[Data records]

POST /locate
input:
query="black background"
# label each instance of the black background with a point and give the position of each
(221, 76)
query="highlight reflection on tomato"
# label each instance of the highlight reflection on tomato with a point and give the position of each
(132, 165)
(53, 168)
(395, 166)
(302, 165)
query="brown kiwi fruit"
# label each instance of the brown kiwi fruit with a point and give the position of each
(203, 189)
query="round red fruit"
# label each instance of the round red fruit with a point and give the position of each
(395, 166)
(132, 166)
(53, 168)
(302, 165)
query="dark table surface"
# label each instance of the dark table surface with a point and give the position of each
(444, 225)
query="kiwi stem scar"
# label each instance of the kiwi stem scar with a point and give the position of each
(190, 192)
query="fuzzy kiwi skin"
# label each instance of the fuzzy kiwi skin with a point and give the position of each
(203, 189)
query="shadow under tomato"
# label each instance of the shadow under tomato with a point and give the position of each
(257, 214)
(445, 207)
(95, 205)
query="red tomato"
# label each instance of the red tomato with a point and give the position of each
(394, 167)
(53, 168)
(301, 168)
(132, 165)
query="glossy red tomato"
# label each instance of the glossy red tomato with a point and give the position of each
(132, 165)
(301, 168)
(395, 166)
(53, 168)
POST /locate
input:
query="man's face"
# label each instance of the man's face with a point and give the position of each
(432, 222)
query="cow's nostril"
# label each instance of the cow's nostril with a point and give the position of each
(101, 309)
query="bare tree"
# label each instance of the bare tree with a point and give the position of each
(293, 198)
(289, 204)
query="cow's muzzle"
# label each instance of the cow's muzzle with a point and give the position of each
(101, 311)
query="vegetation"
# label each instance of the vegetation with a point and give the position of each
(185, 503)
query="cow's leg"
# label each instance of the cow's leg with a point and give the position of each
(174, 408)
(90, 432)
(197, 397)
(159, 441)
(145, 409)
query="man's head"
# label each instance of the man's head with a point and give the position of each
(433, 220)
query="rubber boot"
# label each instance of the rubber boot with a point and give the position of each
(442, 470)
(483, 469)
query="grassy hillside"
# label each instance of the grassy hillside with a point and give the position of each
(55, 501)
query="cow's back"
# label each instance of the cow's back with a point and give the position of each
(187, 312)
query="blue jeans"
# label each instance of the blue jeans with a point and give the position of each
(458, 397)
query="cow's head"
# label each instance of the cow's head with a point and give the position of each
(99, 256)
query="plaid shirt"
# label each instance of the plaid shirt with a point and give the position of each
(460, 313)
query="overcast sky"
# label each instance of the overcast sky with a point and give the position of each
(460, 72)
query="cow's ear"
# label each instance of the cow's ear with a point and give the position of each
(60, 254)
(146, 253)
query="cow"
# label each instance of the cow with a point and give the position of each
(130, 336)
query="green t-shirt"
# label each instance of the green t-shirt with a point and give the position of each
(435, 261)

» What to work on
Pick out every line in the items above that contains the word "fruit", and copy each of those lines.

» Right answer
query="brown kiwi fruit"
# label each instance of the brown kiwi fruit with a point and give the position of each
query="round red fruit"
# label each instance of the round red fruit with a point and give the position of each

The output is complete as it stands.